Lino João de Oliveira Neves
  Juridificação do processo de demarcação das terras Indígenas no Brasil ou Antropologia/Direito: grandes esperanças ou aliados perigosos na regulação social do movimento indígena no Brasil?  (pp. 113-129)
 Assim como as relações interétnicas são relações essencialmente políticas, a demarcação das terras indígenas constitui-se num processo político de afirmação de direitos. Contudo, com a juridificação do processo de demarcação, a partir de Janeiro de 1996, a luta indígena pelo direito às terras foi violentamente esvaziada em sua dimensão política. Não se trata aqui de negar o valor e conveniência do reconhecimento judicial acerca dos direitos indígenas. Trata sim de reivindicar o carácter político do processo de demarcação. Em outras palavras, trata-se de reconhecer o jurídico como um dos aspectos deste processo, mas não de confundí-lo com o processo em si; trata-se de resgatar o aspecto político do direito de reivindicação indígena, direito que não pode ser reduzido ao aspecto jurídico dessa reivindicação. Trata-se ainda de refletir sobre o papel que a Antropologia e o Direito, como áreas de conhecimento, podem desempenhar como grandes esperanças ou como aliados perigosos para o processo de emancipação social do movimento indígena no Brasil.

- **Linhas exibidas**
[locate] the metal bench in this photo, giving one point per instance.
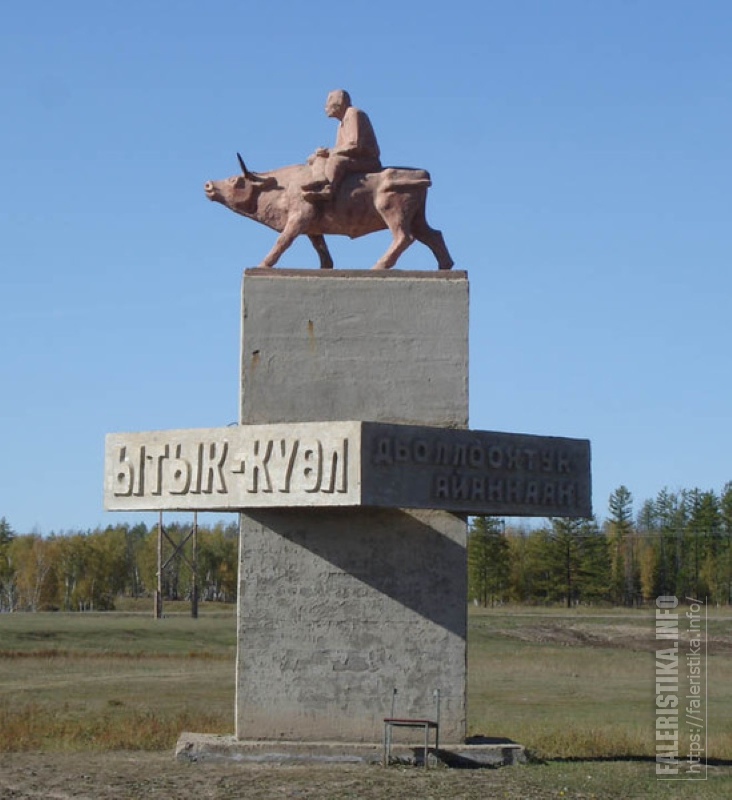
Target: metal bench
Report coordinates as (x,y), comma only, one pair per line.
(427,725)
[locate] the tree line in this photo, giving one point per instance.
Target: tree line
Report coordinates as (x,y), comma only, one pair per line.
(679,543)
(88,571)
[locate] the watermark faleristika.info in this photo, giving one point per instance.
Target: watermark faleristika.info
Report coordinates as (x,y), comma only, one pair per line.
(681,689)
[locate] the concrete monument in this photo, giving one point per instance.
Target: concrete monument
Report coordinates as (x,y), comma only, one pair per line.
(352,467)
(341,190)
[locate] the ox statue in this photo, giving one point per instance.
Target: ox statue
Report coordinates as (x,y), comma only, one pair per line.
(364,202)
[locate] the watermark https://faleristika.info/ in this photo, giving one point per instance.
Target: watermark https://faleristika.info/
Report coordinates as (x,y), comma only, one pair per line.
(681,689)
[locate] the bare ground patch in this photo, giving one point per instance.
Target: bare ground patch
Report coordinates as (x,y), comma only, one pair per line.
(626,637)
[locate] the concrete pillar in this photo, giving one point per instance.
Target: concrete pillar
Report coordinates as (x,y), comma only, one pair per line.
(338,607)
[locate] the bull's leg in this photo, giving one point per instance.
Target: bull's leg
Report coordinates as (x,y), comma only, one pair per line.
(396,212)
(433,239)
(401,241)
(283,241)
(326,262)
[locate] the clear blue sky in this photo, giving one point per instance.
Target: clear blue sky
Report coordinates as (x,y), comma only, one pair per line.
(581,161)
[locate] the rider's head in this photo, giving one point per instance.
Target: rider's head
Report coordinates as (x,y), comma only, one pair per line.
(337,102)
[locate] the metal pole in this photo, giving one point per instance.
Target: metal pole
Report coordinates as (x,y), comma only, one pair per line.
(159,590)
(194,568)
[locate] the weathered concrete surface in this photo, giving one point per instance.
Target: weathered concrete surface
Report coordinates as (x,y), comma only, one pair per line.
(339,345)
(337,609)
(314,464)
(199,747)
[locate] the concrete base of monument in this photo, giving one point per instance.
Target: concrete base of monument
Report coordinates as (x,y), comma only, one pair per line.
(194,747)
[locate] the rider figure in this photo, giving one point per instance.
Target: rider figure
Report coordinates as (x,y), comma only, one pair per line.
(355,149)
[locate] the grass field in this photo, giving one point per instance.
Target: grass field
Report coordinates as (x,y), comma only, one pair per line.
(575,687)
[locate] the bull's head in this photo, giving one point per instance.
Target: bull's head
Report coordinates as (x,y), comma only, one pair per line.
(239,192)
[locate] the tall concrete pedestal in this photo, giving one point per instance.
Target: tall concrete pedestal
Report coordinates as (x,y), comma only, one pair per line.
(339,607)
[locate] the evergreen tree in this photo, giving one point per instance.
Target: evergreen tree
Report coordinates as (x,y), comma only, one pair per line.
(625,566)
(488,561)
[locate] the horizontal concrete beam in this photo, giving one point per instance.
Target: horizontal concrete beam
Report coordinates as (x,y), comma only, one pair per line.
(325,464)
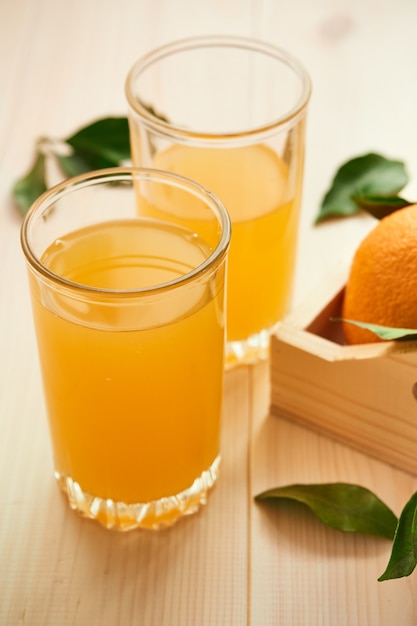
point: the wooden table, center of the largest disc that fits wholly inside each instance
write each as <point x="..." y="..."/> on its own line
<point x="62" y="64"/>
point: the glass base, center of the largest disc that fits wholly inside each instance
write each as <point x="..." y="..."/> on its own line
<point x="150" y="515"/>
<point x="249" y="351"/>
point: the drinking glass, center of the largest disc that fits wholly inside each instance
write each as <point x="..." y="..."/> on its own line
<point x="129" y="319"/>
<point x="230" y="113"/>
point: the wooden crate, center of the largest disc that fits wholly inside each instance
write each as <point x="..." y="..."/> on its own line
<point x="362" y="395"/>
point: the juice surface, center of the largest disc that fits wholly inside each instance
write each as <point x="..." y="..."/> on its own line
<point x="253" y="184"/>
<point x="134" y="414"/>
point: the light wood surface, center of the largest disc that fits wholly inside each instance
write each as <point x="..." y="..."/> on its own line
<point x="63" y="64"/>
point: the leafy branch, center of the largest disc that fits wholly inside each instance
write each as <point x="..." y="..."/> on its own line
<point x="351" y="508"/>
<point x="103" y="143"/>
<point x="368" y="183"/>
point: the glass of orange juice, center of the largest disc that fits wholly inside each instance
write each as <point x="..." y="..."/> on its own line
<point x="230" y="113"/>
<point x="130" y="326"/>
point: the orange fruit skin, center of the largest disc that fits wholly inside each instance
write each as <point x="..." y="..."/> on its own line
<point x="382" y="283"/>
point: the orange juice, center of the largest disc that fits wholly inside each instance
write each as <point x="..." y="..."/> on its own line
<point x="253" y="184"/>
<point x="133" y="390"/>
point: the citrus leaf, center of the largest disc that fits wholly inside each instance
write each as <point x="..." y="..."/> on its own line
<point x="31" y="185"/>
<point x="73" y="164"/>
<point x="402" y="561"/>
<point x="343" y="506"/>
<point x="381" y="206"/>
<point x="370" y="175"/>
<point x="387" y="333"/>
<point x="104" y="143"/>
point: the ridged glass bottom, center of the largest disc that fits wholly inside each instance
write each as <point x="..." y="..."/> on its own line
<point x="150" y="515"/>
<point x="249" y="351"/>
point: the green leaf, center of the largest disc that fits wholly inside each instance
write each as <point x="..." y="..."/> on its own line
<point x="104" y="143"/>
<point x="31" y="185"/>
<point x="370" y="175"/>
<point x="381" y="206"/>
<point x="73" y="164"/>
<point x="387" y="333"/>
<point x="345" y="507"/>
<point x="404" y="548"/>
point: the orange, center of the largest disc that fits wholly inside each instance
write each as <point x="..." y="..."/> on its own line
<point x="382" y="283"/>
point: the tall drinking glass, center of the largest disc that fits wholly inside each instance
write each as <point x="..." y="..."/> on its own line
<point x="230" y="113"/>
<point x="129" y="318"/>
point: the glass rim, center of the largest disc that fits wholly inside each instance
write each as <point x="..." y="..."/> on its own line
<point x="125" y="174"/>
<point x="164" y="127"/>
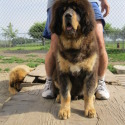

- **Ordem de trabalho**
Segundo o texto sobre a demarcação das terras indígenas no Brasil, a partir de quando o processo de demarcação passou a ser juridificado?

- **Sua resposta**
A partir de Janeiro de 1996.